*Job*:
Copy word for word the lines below, from the line that contains "the person's hand" through the line that contains "pixel 235 301", with both of those lines included.

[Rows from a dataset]

--------------------------------

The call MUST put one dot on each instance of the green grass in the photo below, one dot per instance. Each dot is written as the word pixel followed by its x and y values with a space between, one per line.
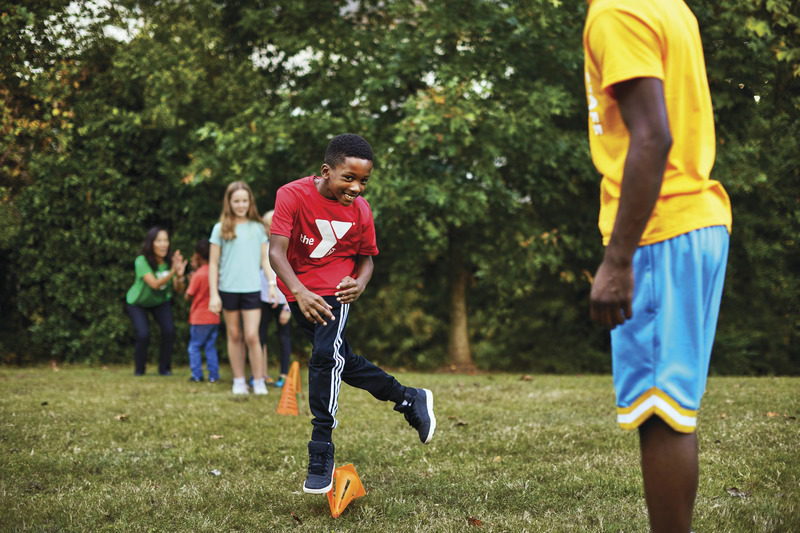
pixel 537 455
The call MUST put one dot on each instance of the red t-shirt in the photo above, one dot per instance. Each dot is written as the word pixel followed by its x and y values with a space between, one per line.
pixel 324 236
pixel 198 289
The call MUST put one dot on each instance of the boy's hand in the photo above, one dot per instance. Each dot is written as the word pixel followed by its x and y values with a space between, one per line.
pixel 314 307
pixel 285 315
pixel 349 290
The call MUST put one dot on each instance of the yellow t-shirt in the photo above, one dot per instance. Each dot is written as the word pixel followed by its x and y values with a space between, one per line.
pixel 627 39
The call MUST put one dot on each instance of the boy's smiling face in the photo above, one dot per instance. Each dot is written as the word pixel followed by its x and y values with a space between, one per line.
pixel 346 182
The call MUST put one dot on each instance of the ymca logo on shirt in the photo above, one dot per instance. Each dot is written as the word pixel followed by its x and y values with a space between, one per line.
pixel 330 231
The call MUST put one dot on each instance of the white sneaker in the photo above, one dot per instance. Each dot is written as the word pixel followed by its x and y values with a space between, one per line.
pixel 259 387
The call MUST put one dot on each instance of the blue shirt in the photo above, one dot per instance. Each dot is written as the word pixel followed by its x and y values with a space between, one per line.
pixel 240 258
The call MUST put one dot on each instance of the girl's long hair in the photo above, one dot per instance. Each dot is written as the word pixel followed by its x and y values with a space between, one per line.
pixel 227 217
pixel 147 248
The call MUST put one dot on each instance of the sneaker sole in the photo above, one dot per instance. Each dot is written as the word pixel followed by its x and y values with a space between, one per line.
pixel 323 490
pixel 429 403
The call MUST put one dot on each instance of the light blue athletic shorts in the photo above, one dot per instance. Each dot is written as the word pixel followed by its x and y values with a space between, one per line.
pixel 660 356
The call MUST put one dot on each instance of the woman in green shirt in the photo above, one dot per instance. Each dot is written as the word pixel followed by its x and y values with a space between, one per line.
pixel 158 274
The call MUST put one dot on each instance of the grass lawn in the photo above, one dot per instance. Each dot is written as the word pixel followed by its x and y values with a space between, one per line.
pixel 95 449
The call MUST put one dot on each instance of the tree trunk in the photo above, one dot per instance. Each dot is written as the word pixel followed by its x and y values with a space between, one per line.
pixel 458 352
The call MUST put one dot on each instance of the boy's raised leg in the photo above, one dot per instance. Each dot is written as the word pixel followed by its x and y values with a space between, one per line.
pixel 320 468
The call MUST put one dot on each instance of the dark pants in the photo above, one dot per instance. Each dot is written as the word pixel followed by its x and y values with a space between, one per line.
pixel 163 315
pixel 284 341
pixel 333 361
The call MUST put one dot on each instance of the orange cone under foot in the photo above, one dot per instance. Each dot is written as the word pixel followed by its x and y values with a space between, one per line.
pixel 346 487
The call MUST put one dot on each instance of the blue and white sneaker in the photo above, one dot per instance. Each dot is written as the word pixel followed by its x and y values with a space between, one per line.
pixel 320 468
pixel 418 410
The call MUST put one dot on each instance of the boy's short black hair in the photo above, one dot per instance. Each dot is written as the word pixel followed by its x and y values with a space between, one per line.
pixel 347 145
pixel 201 248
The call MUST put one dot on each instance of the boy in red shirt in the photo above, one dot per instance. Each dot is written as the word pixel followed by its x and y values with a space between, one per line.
pixel 321 247
pixel 203 324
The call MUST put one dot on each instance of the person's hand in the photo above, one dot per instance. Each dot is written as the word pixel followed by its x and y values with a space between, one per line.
pixel 273 295
pixel 178 263
pixel 348 290
pixel 612 294
pixel 215 304
pixel 314 307
pixel 285 316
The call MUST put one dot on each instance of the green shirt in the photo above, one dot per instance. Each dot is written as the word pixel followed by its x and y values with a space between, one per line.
pixel 141 293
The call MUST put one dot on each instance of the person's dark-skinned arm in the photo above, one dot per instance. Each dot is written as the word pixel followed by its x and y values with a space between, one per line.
pixel 349 289
pixel 643 109
pixel 312 305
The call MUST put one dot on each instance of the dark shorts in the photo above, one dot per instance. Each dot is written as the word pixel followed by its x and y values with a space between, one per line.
pixel 235 301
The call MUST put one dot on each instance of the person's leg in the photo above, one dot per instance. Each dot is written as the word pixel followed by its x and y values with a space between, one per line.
pixel 263 327
pixel 233 330
pixel 332 361
pixel 670 472
pixel 197 337
pixel 163 315
pixel 251 318
pixel 139 318
pixel 212 358
pixel 284 339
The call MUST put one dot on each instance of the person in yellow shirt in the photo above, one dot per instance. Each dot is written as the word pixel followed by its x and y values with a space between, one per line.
pixel 666 229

--------------------------------

*Task response*:
The call MUST put one dot on each instance of the person's hand in the photo above, one dot per instance. Each dot is written as the word pixel followed by its x and y values with a space between, one per line.
pixel 273 295
pixel 178 263
pixel 348 290
pixel 612 294
pixel 215 304
pixel 314 307
pixel 285 316
The call MUST put one dot on each instance of the green shirt in the photo above, one dot per instance. Each dot is written as the word pixel followed by its x and y values with a space between, one per line.
pixel 141 293
The call MUST put one dot on each instance of the person's dark-skinned arm in the photo above, one dot per instance. Each dot is written as the word pixel followed by its x and y values with a space between, one per line.
pixel 349 289
pixel 643 109
pixel 312 305
The call MUST put one dot on each instance of the dark shorts in the photo above, one dot per instance. Each dot is written as the word pixel followed by its x and y values with a space between, one per line.
pixel 235 301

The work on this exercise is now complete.